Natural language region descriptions
☆ ☆ ☆ ☆ ☆
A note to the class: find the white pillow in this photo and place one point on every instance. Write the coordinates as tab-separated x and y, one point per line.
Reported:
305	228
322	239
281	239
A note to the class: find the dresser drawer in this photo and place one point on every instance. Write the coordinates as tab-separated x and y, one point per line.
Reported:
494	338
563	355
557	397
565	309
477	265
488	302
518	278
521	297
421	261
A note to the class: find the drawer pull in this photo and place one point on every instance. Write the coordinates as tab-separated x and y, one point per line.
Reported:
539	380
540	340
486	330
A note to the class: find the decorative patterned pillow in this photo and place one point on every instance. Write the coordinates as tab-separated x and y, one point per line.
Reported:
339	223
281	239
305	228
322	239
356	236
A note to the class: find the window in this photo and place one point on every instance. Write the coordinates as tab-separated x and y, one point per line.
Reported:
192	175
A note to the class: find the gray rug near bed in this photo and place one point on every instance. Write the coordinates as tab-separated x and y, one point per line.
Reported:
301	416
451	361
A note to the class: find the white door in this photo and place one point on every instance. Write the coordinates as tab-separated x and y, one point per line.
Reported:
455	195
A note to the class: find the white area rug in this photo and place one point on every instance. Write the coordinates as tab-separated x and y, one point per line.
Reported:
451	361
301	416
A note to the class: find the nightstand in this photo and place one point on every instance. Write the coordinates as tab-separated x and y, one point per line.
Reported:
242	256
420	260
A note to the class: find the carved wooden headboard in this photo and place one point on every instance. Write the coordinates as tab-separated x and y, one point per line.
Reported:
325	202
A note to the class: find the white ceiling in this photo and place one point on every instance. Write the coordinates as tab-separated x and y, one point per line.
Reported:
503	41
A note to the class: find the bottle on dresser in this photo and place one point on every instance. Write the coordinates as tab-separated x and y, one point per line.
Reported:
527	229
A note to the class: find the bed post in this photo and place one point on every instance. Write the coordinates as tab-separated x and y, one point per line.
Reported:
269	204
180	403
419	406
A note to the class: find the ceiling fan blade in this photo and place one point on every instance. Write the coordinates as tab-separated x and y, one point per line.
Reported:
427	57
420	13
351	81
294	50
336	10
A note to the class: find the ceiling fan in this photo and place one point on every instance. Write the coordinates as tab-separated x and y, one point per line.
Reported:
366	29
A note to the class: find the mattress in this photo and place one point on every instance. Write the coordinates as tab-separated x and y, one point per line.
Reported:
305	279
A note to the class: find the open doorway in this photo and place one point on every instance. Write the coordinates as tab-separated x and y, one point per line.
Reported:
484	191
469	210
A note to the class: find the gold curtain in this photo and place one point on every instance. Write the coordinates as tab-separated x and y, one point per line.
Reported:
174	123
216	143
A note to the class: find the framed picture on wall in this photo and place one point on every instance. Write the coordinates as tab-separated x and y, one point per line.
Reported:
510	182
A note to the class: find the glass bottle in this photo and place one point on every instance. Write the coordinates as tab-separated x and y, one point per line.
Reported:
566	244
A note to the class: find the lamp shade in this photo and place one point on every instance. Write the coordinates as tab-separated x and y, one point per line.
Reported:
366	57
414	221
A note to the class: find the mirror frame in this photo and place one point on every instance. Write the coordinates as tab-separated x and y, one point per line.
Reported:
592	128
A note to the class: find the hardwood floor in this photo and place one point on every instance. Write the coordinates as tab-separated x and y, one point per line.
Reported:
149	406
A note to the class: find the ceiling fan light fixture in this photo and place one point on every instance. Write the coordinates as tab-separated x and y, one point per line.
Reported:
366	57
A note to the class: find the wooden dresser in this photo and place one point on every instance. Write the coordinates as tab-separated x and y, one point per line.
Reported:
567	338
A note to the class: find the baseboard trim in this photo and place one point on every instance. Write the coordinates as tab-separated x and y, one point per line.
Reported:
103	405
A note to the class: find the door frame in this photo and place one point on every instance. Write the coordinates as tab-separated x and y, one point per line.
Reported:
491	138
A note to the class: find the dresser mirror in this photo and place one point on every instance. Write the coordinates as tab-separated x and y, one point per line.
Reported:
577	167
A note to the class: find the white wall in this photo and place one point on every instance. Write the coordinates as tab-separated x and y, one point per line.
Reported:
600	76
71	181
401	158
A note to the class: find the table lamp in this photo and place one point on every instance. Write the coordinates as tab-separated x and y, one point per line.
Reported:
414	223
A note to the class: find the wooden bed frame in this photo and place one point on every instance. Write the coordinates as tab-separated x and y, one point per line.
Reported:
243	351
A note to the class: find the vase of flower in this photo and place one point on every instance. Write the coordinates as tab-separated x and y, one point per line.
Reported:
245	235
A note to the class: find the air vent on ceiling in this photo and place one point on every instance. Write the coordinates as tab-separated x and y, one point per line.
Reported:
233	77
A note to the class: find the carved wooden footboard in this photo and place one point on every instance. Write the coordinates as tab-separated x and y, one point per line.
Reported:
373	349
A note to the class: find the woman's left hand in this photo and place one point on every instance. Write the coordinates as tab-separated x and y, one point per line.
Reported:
☆ ☆ ☆ ☆ ☆
*Your goal*.
Could you transcribe all of the entries exactly, leaving nothing out?

*Written response*.
A note to the class: find the white pillow in this photo and place one point on every instance. Write the coordinates as tab-separated x and y, one point per line.
Reported:
305	228
322	239
281	239
A note to the class: find the dresser drawer in this photo and place one point on every instance. Write the coordinates as tab-separated x and y, one point per line.
Reported:
494	338
563	355
557	397
565	309
477	265
488	302
518	278
521	297
421	261
A note to the class: find the drawer pull in this photo and place one point on every instance. Write the coordinates as tab-separated x and y, one point per line.
Reported:
539	380
540	340
486	330
A note to the class: find the decorative patterned pillow in this photo and place one point on every instance. Write the coordinates as tab-separated x and y, one point per line.
Reported:
339	223
281	239
305	228
322	239
356	236
A note to the class: find the window in this photo and place one point on every instance. Write the coordinates as tab-separated x and y, one point per line.
Reported:
192	175
A note to the class: find the gray rug near bed in this photo and place one point on every instance. Write the coordinates as tab-separated x and y, one point per line.
Reported:
301	416
451	361
A note to the class: find the white door in this photo and place one point on every instance. Write the coordinates as tab-separated x and y, one point per line.
Reported:
455	195
A note to the class: find the white area rug in this photo and place one point on every instance. Write the coordinates as tab-separated x and y, one point per line.
Reported:
451	361
301	416
A note to the class: find the nightstand in this photo and place one point on every instance. Write the coordinates as tab-separated x and y, one point per line.
Reported:
242	256
420	260
A note to the class: find the carved wooden headboard in this photo and place one point on every instance. Write the coordinates as tab-separated x and y, one point per line.
Reported:
325	202
A note to the class: find the white ceiling in this photo and place one point on every instance. Write the coordinates as tab-separated x and y, one point per line.
Reported:
503	41
A note to the class: find the bottle on dresser in this photo and place one point on every instance. Write the coordinates as tab-separated x and y, one point per line.
Reported:
527	229
A note to the class: find the bed post in this photo and place one point on every instance. Write the coordinates as tab-separated x and y, one point per line.
Reported:
269	204
180	403
419	406
A note to the class: find the ceiling fan blade in this photo and place one point on every instance. Write the coordinates as tab-separated x and y, one point per line.
Reported:
427	57
420	13
351	81
294	50
336	10
A note to the class: find the ceiling fan in this photo and place one point on every instance. Write the coordinates as tab-separated x and y, one point per line.
Reported:
366	29
A note to the class: find the mattress in this photo and place one point on every instance. Write the coordinates as tab-separated x and y, one point per line.
Reported:
305	279
A note to the class: find the open doorway in this photo and place one point on every instance. Write the coordinates as tab-separated x and y, one point per line.
Reported:
484	191
469	210
A note to the class: find the gold curtain in this photo and place one point on every instance. Write the coordinates as tab-separated x and y, one point per line.
Reported:
174	123
216	143
A note to the class: find the framed picture on wall in this photo and place one point on every instance. Write the coordinates as tab-separated x and y, one point per line.
Reported:
510	182
A note to the class: find the glass bottle in this photo and place one point on every instance. Write the coordinates as tab-separated x and y, one point per line.
Reported:
566	244
A note to the class: find the lamp shade in this photo and place one point on every instance. Write the coordinates as tab-separated x and y, one point per line.
Reported:
366	57
414	221
A note to the class: find the mirror frame in this photo and place one point on every instance. Write the coordinates as tab-separated x and y, one point per line.
Reported:
592	128
A note to the class: find the hardwood floor in this photo and place one point on every instance. Write the coordinates as tab-separated x and y, one point per line.
Reported:
149	406
A note to the class: find the ceiling fan light fixture in this photo and place one point on every instance. Write the coordinates as tab-separated x and y, one point per line.
Reported:
366	57
A note to the class: find the wooden dresser in this photo and place one point on every instance. Write the coordinates as tab-separated x and y, one point per line.
Reported:
567	338
A note to the class: find the baseboard trim in this photo and place one point on every instance. Write the coordinates as tab-separated x and y, one point per line.
Reported:
103	405
A note to the class: find the door frame in this photo and place one point on every instance. Write the coordinates as tab-separated x and y, one point per line.
Reported:
491	138
A note to the class: find the dresser mirror in this photo and place one point on every instance. Write the coordinates as tab-separated x and y, one point per line.
Reported:
577	167
A note to the class: find the white wall in this photo and place one point on every instance. Write the coordinates as tab-separated x and y, one point per line.
Reported:
600	76
71	181
401	158
A note to the class: find the table lamp in this photo and place one point on every instance. Write the coordinates as tab-separated x and y, one point per line.
Reported:
414	223
A note to the class: find the wooden bed frame in this photo and place one point on every instance. Write the coordinates as tab-separated x and y, one point per line.
Reported:
243	351
A note to the class: find the vase of flower in this photo and place one point on every instance. Write the coordinates as tab-separated x and y, one point per line.
Reported:
245	235
A note to the class: find the air vent on ceiling in this photo and place one point on every instance. Write the coordinates as tab-separated x and y, one point per line.
Reported:
233	77
A note to the class: find the carved wooden footboard in this photo and place one point on every instance. Write the coordinates as tab-separated x and y, one point per line.
Reported:
373	349
A note to the class: find the woman's left hand in this photo and place one point on every instance. Write the coordinates as tab-separated x and y, one point per line.
Reported:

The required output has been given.